Short exercise:
Could you update the stretch from the line containing "of the pink-tinged" through the line containing "Target: pink-tinged stem", changing "pink-tinged stem" to "pink-tinged stalk" and leaving everything else as it is?

Entries supplied:

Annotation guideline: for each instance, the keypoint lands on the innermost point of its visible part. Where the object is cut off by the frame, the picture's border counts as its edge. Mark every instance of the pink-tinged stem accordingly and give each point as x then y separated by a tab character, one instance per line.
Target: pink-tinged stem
...
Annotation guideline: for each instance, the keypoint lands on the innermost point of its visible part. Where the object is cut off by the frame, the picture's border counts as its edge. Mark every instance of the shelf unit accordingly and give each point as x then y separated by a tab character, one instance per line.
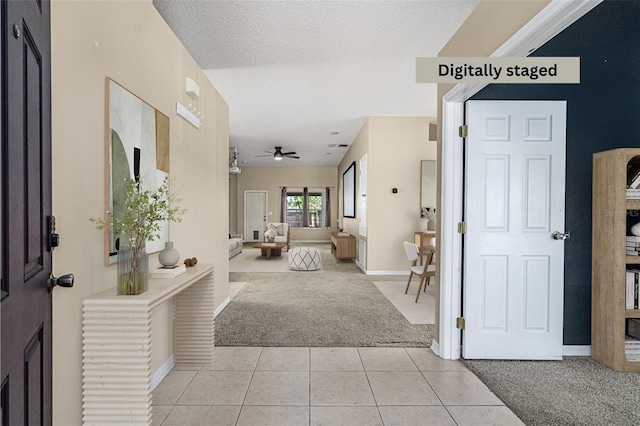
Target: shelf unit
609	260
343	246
* * *
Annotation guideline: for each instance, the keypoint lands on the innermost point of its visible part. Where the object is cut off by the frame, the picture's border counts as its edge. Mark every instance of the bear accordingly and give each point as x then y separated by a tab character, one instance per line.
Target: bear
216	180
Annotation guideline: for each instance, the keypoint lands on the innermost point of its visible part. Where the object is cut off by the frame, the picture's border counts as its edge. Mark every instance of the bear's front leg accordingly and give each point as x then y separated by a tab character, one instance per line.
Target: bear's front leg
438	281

Task response:
Annotation guideline: for each instance, the keypoint lands on the innermost point of its visible part. Where the object is cut off by the frame, the picture's border counts as its edge. Mark every instance of the pink-tinged stalk accordingly and give each point as x then y separated by a tab character, one instance per line.
Target: pink-tinged stalk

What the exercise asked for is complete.